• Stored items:
- - -

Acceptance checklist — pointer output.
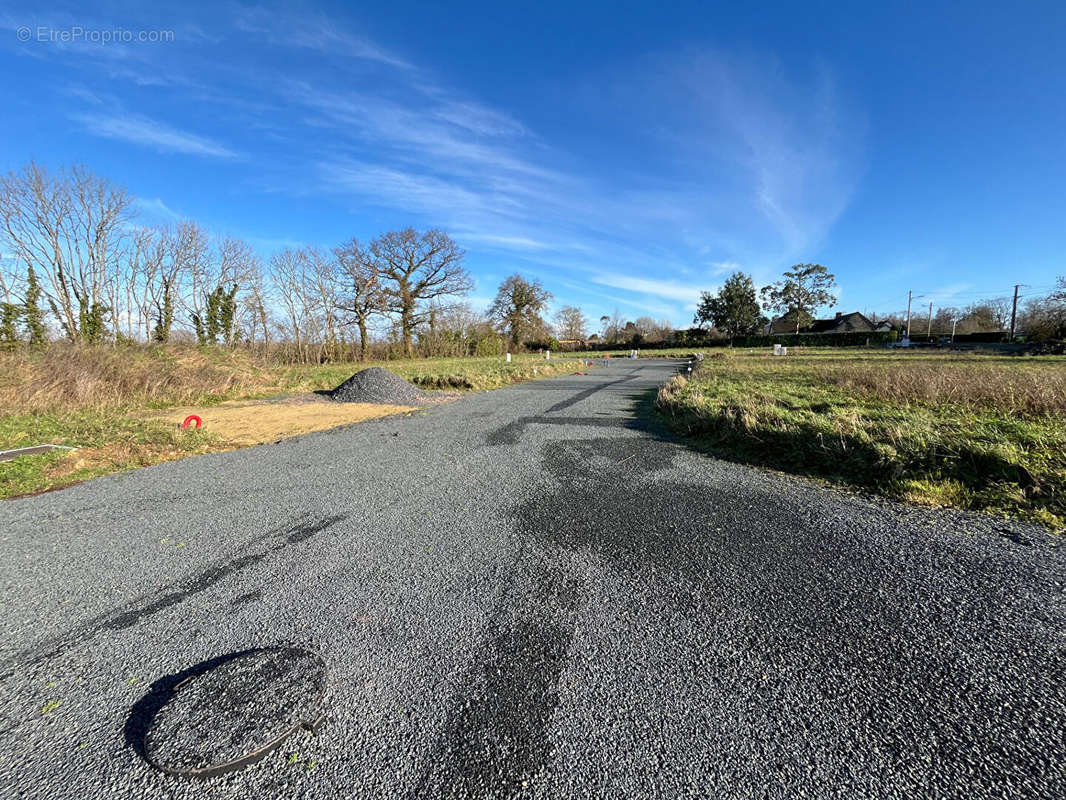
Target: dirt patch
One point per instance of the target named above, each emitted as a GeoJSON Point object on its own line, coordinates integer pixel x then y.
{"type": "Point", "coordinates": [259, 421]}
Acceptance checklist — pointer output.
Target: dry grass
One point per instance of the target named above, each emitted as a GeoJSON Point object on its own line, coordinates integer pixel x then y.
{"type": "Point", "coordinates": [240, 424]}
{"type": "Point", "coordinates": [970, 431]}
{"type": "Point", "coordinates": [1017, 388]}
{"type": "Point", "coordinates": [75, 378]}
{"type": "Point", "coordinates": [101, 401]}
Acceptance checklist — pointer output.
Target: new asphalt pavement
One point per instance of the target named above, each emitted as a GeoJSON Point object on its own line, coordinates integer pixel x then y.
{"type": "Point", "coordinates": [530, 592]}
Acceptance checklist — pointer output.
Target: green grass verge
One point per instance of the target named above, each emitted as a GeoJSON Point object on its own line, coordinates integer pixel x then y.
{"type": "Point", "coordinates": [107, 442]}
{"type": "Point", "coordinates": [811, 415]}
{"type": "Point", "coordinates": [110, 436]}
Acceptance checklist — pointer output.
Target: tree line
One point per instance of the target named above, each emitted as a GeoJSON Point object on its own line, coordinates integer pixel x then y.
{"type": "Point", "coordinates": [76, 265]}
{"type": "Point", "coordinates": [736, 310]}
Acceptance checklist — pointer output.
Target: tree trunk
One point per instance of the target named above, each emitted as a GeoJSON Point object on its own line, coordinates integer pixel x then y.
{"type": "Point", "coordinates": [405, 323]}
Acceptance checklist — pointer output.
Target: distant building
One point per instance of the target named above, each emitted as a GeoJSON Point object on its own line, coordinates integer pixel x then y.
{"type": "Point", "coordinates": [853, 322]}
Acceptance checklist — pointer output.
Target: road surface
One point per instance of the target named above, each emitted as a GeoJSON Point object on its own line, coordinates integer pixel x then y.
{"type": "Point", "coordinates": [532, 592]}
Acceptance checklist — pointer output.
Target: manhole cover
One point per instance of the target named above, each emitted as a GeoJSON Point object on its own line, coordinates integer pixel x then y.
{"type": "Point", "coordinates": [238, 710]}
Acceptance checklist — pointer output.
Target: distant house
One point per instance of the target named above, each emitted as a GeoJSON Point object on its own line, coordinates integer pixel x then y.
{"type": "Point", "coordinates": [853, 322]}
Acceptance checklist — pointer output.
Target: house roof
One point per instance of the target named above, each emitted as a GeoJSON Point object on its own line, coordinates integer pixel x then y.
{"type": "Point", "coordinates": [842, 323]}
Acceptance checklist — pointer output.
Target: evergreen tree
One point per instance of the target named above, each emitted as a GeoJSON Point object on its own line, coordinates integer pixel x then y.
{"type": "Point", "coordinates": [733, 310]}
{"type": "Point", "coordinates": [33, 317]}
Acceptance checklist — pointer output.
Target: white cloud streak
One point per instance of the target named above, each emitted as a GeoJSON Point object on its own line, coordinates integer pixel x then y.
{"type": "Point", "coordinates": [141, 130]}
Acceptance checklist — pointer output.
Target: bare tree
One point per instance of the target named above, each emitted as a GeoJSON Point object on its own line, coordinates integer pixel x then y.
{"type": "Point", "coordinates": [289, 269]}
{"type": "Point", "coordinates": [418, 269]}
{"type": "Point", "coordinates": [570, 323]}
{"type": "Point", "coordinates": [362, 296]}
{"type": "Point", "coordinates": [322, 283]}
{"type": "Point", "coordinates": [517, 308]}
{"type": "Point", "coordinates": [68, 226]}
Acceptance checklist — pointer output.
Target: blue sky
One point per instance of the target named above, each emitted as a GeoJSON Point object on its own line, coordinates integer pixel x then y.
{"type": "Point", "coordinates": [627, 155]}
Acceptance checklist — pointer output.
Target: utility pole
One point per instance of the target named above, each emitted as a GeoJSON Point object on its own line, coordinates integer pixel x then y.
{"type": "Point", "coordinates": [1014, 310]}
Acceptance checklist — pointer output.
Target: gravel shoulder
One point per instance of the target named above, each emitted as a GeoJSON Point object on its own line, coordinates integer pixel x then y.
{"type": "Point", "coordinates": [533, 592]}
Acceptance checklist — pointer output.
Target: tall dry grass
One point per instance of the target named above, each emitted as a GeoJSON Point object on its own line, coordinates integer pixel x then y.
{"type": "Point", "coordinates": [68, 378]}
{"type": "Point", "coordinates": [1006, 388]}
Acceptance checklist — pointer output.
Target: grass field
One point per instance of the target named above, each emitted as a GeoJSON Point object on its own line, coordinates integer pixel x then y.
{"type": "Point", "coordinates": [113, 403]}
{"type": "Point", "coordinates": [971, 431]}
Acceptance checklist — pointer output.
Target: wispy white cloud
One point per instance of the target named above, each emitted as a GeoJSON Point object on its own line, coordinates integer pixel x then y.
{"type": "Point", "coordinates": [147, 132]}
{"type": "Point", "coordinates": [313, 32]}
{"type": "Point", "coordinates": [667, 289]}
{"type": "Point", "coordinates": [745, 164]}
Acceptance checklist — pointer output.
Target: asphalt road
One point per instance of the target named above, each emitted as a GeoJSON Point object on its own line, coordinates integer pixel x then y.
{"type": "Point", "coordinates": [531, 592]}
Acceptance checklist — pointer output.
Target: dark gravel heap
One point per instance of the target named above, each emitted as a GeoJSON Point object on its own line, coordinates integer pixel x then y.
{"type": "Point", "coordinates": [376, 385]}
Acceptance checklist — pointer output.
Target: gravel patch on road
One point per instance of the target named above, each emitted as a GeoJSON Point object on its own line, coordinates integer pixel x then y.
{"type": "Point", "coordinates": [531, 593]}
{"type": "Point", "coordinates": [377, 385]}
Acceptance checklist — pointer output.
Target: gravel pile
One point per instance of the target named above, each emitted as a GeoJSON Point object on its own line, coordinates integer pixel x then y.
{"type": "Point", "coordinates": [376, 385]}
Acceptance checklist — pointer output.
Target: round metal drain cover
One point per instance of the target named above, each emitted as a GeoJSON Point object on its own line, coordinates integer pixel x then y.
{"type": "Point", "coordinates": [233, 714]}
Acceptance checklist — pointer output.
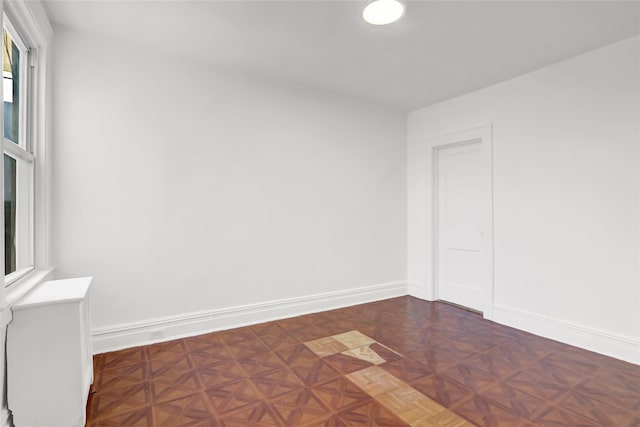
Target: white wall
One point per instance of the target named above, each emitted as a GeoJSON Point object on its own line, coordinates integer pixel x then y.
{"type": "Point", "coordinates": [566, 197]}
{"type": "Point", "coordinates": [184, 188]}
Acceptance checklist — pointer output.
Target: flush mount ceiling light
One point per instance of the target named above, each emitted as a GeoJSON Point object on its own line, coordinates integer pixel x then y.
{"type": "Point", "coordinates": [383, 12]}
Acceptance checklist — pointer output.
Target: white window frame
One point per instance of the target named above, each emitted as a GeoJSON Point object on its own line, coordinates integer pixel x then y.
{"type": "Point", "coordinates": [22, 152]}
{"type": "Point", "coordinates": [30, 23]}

- - -

• TASK DETAILS:
Nothing in the records should be changed in the copy, but the pictures must be left out.

• REPLY:
Acceptance checklist — pointer output.
Target: dirt patch
One point per instance of the target named above, each emitted as a GeoJSON Point object on its own line, coordinates integer pixel x then y.
{"type": "Point", "coordinates": [259, 421]}
Acceptance checklist — pointer output.
Target: dry grass
One point per instance of the target named above, each emitted as a GeoJSON Point object on its own line, coordinates integer pixel x then y.
{"type": "Point", "coordinates": [240, 424]}
{"type": "Point", "coordinates": [970, 431]}
{"type": "Point", "coordinates": [1017, 388]}
{"type": "Point", "coordinates": [75, 378]}
{"type": "Point", "coordinates": [101, 401]}
Acceptance checklist — pointer output.
Target: new asphalt pavement
One point per instance of the target named above, each emitted as a GeoJSON Point object on its own line, coordinates integer pixel x then y.
{"type": "Point", "coordinates": [530, 592]}
Acceptance checklist — pointer output.
Target: green grass verge
One point per instance of the target named above, each emitted as a GeoJSON Point object on its own line, coordinates integer pixel x then y.
{"type": "Point", "coordinates": [107, 442]}
{"type": "Point", "coordinates": [811, 415]}
{"type": "Point", "coordinates": [110, 436]}
Acceptance checklist — pointer output.
Target: tree line
One point per instance of the target named above, each emitted as a GeoJSON Point object on its own line, coordinates integer pixel x then y.
{"type": "Point", "coordinates": [76, 265]}
{"type": "Point", "coordinates": [736, 310]}
Acceptance checklist — pointer output.
Target: tree trunk
One point per instance of the target named above, each emitted as a GeoJSON Point object on its own line, coordinates integer pixel x then y.
{"type": "Point", "coordinates": [405, 323]}
Acceptance checklist — pointer output.
Target: distant building
One point per instance of the target named above, each emitted as a GeoJSON Point object on its own line, coordinates integer pixel x then y.
{"type": "Point", "coordinates": [853, 322]}
Acceptance checklist — pointer output.
Target: road surface
One point per instance of the target named above, each emitted as a GeoJSON Point object on its own line, coordinates integer pixel x then y.
{"type": "Point", "coordinates": [532, 592]}
Acceptance checklist — pointer output.
Target: manhole cover
One point per instance of the target named above, each emitted as a GeoJSON Point object on its own line, coordinates integer pixel x then y.
{"type": "Point", "coordinates": [238, 710]}
Acceptance checklist — pointer output.
Target: distant house
One point per instance of the target named above, each emitted as a GeoJSON Point object on its own line, coordinates integer pixel x then y.
{"type": "Point", "coordinates": [853, 322]}
Acceptance checklist — pointer output.
Target: house roof
One point per instance of the target named above, each emitted as a GeoJSON Point object on its own line, coordinates integer pixel x then y.
{"type": "Point", "coordinates": [842, 323]}
Acceptance checklist — pointer output.
Target: evergreen tree
One point per instance of the target named above, each emitted as a GeoJSON Point object on its own line, coordinates integer pixel x then y.
{"type": "Point", "coordinates": [733, 310]}
{"type": "Point", "coordinates": [33, 317]}
Acceptance checklist — pointer output.
Target: white cloud streak
One point per instance of the target named above, each emitted as a GeoJSON Point object on its own line, coordinates integer pixel x then y.
{"type": "Point", "coordinates": [141, 130]}
Acceptance checklist — pointer output.
Target: bare tree
One point per instance of the target named above, each emitted as a GeoJSON Point object on its own line, coordinates integer pixel x then y.
{"type": "Point", "coordinates": [289, 269]}
{"type": "Point", "coordinates": [418, 269]}
{"type": "Point", "coordinates": [570, 323]}
{"type": "Point", "coordinates": [362, 296]}
{"type": "Point", "coordinates": [322, 283]}
{"type": "Point", "coordinates": [517, 308]}
{"type": "Point", "coordinates": [68, 226]}
Acceptance checklist — pointer output.
Target: blue sky
One point per instance of the target named above, each emitted as a GeoJSON Point object on its own line, coordinates integer pixel x then y.
{"type": "Point", "coordinates": [627, 155]}
Acceptance checklist — pointer output.
Target: utility pole
One point per instance of the target named above, each emitted as a GeoJSON Point object on its own line, coordinates integer pixel x then y.
{"type": "Point", "coordinates": [1014, 310]}
Acceptance checklist — pointer output.
Target: gravel shoulder
One point per instance of the target named above, each emitted as a GeoJSON Point object on its own line, coordinates integer pixel x then y.
{"type": "Point", "coordinates": [533, 592]}
Acceptance checklist — pointer output.
Target: tall dry grass
One point per instance of the target named above, each emitted as a GeoJSON Point object on its own line, coordinates integer pixel x then y.
{"type": "Point", "coordinates": [68, 378]}
{"type": "Point", "coordinates": [1006, 388]}
Acceptance checklist — pointer output.
Target: grass field
One point per instance of the target named above, each emitted as a GeoJSON Point object on its own line, coordinates integer pixel x then y.
{"type": "Point", "coordinates": [113, 403]}
{"type": "Point", "coordinates": [971, 431]}
Acceptance checklist — pointer output.
Target: wispy white cloud
One point per instance of the target named above, each emitted as a GeoJSON Point object on its own line, coordinates integer pixel x then y.
{"type": "Point", "coordinates": [147, 132]}
{"type": "Point", "coordinates": [313, 32]}
{"type": "Point", "coordinates": [667, 289]}
{"type": "Point", "coordinates": [745, 164]}
Acceptance checklist — pointer output.
Target: asphalt road
One point per instance of the target named above, each emitted as a GeoJSON Point object on its own line, coordinates integer pixel x then y.
{"type": "Point", "coordinates": [531, 592]}
Acceptance checklist — pointer output.
Target: dark gravel heap
One point per instance of the target named above, each emitted as a GeoJSON Point object on its own line, coordinates integer pixel x then y.
{"type": "Point", "coordinates": [376, 385]}
Acceptance checklist — pointer output.
Target: gravel patch on road
One point per instance of the target named above, each emitted as a GeoJSON Point object on its own line, coordinates integer pixel x then y.
{"type": "Point", "coordinates": [531, 593]}
{"type": "Point", "coordinates": [377, 385]}
Acceptance checklist — pointer output.
Target: gravel pile
One point per instance of the target named above, each emitted as a GeoJSON Point object on its own line, coordinates integer pixel x then y.
{"type": "Point", "coordinates": [376, 385]}
Acceptance checklist — pointer output.
Target: round metal drain cover
One point per instance of the target named above, each emitted as a GeoJSON Point object on its own line, coordinates integer pixel x then y.
{"type": "Point", "coordinates": [233, 714]}
Acceptance checklist — pointer output.
Target: white wall
One point per instance of the target named above, each emitted as a GeoJSON Point object on its own line, coordinates integer pixel x then y.
{"type": "Point", "coordinates": [566, 197]}
{"type": "Point", "coordinates": [184, 188]}
Acceptance checklist — pointer output.
Target: flush mount ceiling light
One point per instance of the target named above, each emitted as a GeoJSON Point object on its own line, coordinates integer pixel x then y.
{"type": "Point", "coordinates": [383, 12]}
Acceptance checklist — pointer output.
Target: white window frame
One point per instance of the target named above, each emitted as a GeoJSON Point object on its own line, coordinates integer pixel x then y.
{"type": "Point", "coordinates": [22, 152]}
{"type": "Point", "coordinates": [30, 23]}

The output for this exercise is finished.